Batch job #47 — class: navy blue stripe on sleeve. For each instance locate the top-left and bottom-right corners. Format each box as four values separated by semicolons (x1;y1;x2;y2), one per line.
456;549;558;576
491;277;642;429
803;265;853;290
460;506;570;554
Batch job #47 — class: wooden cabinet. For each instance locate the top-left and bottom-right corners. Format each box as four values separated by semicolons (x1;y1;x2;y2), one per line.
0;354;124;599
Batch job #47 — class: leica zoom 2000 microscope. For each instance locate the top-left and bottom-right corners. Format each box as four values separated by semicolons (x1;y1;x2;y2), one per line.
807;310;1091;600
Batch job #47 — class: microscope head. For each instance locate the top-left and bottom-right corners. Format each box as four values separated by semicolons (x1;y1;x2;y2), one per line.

○ ○ ○

→ **Instructions for the task**
Arrange all the records above as one numbered list, with each line as its own entry and any blank lines left out.

→ **Completed exercise**
1. Batch job #47 — class: navy blue stripe on sleeve. For each instance locate the top-left and bottom-right corners. Format each box as four values separated by semicolons (x1;y1;x2;y2), one per line.
2. 456;549;558;576
3. 491;277;642;429
4. 803;265;853;290
5. 460;506;570;554
6. Batch job #47 — class: wooden cabinet. For each instance locate the top-left and bottom-right corners. Format each box as four values separated by semicolons (x1;y1;x2;y2), one per line.
7. 0;354;124;599
8. Batch job #47 — class: leica zoom 2000 microscope. For each instance locate the top-left and bottom-right corners. Format each box as four values separated by semicolons (x1;y1;x2;y2), one per line.
9. 807;310;1091;600
10. Batch job #47 — class: microscope head. For each instance locate the top-left and bottom-right corners. Format each box as four values separated by semicolons (x1;y1;x2;y2), one per line.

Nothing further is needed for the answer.